# Cute Pictures of Animals Sleeping



## Vianka Van Bokkem (Aug 26, 2010)

Vianka


----------



## Holly A Hook (Sep 19, 2010)

Awww....love the pictures.


----------



## loonlover (Jul 4, 2009)

Love the pictures.  We have a dog about the size of the one in the third picture that loves to sleep burrowed under the covers like that.


----------



## Kevin D. (Sep 17, 2010)

I have a picture online somewhere of my cat sleeping lookin like Jabba the Hutt.  If I can ever find it, I'll post it here!


----------



## traceya (Apr 26, 2010)

Gorgeous pics - my lot are so hyperactive I hardly ever catch them sleeping, they're like 2 year olds on a sugar high all the time


----------



## Vianka Van Bokkem (Aug 26, 2010)

Thank you! Thank you!


----------



## LCEvans (Mar 29, 2009)

So cute! I love that last one of the cat.

Linda


----------



## ZsuZsu (Dec 27, 2009)

That last pic of your cat looks much like the position my Annabelle likes to sleep in!  I love when she does that- it's just so darn cute!
All of your beasties are adorable!


----------



## Anne Victory (Jul 29, 2010)

One of our cat, Emmy, as a baby:









Older:









Older still - still a kitten, but almost grown:









She doesn't sleep on my desk any more - kinda miss that.


----------



## Monique (Jul 31, 2010)

It's pretty poor quality, but here's a short video of my cat sleeping when he was a kitten. He's still like this.


----------



## Anne Victory (Jul 29, 2010)

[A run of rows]

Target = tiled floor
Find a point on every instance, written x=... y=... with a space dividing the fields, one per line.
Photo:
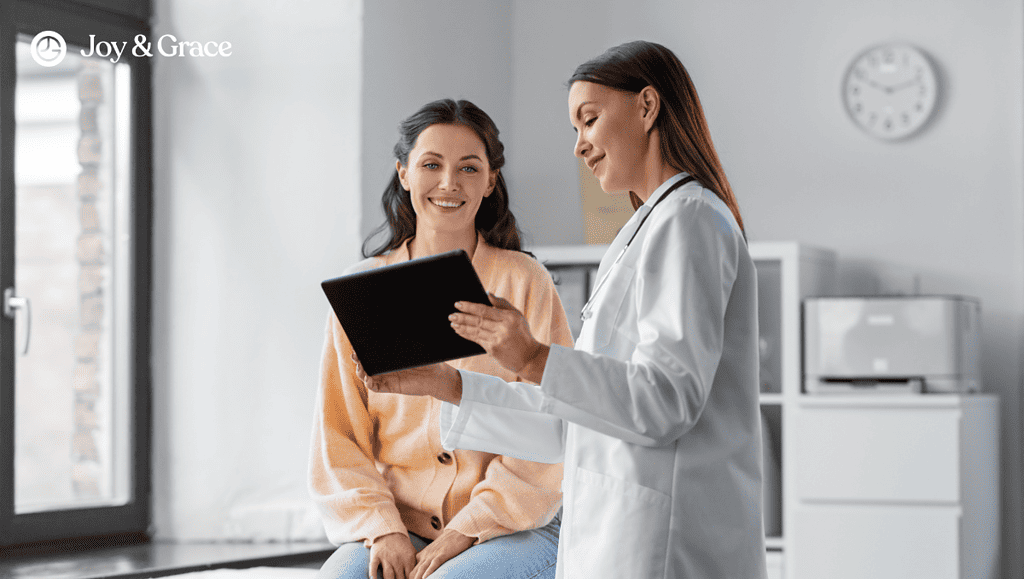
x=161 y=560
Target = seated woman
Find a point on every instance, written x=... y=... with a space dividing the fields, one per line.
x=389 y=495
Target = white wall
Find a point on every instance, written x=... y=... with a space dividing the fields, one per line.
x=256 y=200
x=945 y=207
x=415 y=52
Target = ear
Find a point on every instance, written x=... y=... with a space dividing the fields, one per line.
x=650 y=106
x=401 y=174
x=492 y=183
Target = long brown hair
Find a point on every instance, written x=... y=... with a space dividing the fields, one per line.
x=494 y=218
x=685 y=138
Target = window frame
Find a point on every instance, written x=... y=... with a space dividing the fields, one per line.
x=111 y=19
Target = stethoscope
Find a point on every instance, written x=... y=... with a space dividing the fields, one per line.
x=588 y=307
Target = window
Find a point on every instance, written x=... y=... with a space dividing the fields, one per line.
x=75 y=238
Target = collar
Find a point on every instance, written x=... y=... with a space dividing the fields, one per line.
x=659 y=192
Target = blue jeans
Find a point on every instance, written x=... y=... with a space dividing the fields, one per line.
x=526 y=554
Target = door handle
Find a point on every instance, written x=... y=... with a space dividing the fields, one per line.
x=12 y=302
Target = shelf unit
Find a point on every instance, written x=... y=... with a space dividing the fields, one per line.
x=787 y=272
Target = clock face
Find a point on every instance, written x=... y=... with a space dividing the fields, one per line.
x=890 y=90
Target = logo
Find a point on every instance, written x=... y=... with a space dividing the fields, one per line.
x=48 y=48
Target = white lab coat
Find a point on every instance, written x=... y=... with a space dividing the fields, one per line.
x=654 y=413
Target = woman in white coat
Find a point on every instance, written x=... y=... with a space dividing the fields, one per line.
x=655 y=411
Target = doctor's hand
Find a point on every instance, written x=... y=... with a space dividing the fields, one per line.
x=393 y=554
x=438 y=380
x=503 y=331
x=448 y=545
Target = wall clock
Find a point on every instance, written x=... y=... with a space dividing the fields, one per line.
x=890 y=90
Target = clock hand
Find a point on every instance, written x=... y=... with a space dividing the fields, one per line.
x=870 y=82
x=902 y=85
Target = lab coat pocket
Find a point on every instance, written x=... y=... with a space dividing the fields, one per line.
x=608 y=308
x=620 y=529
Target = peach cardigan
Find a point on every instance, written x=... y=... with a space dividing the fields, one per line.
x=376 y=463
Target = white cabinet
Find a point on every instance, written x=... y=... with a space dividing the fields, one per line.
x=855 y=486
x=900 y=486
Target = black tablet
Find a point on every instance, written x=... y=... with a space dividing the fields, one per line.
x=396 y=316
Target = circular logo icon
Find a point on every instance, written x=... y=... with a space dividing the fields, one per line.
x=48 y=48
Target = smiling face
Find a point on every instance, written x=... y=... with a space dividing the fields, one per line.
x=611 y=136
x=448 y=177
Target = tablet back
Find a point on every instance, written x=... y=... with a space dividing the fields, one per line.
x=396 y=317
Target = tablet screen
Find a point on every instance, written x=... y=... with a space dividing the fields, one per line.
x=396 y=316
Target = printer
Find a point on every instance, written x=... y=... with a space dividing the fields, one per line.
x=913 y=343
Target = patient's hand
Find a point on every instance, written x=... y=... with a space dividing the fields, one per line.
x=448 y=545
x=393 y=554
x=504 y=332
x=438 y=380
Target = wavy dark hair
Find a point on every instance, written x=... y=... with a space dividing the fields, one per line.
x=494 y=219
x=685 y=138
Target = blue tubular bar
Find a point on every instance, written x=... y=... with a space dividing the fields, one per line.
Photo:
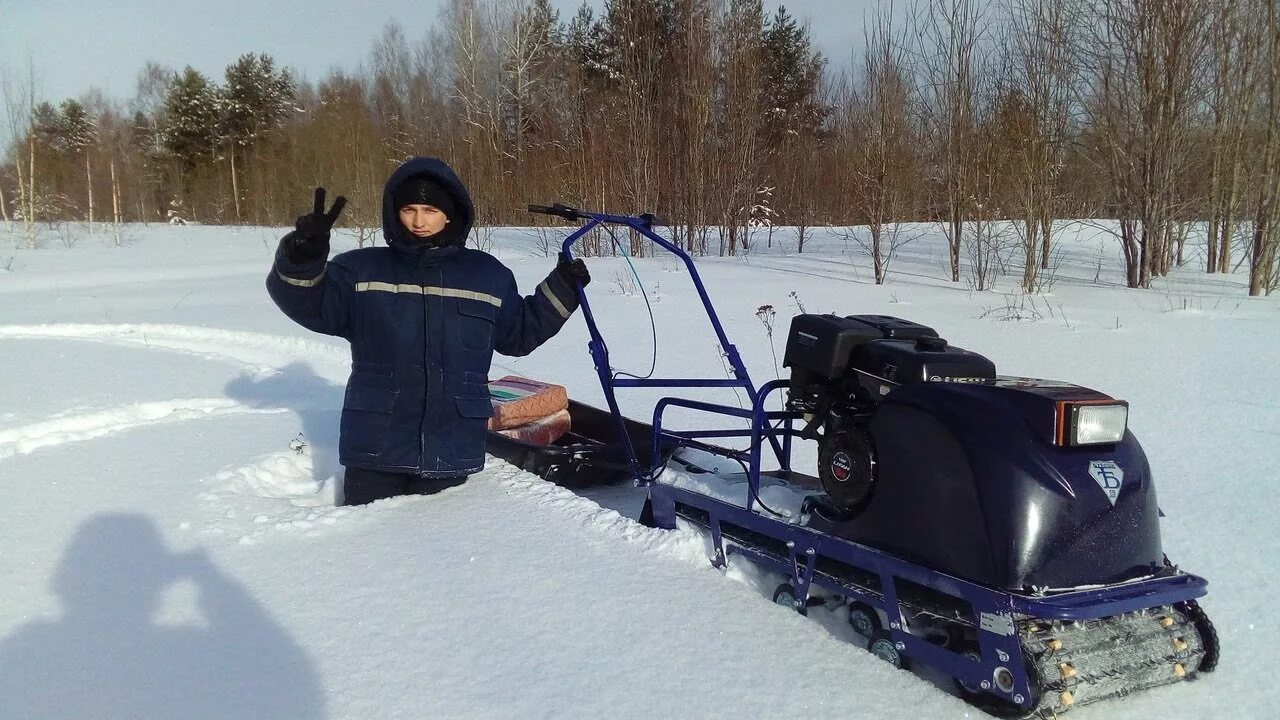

EXERCISE REQUIREMENTS: How would you render this sentence from the forum thread into Spanish: "It's pretty poor quality, but here's a short video of my cat sleeping when he was a kitten." None of the rows is needed here.

CORRECT RESPONSE: La calidad es bastante mala, pero aquí hay un video corto de mi gato durmiendo cuando era un gatito.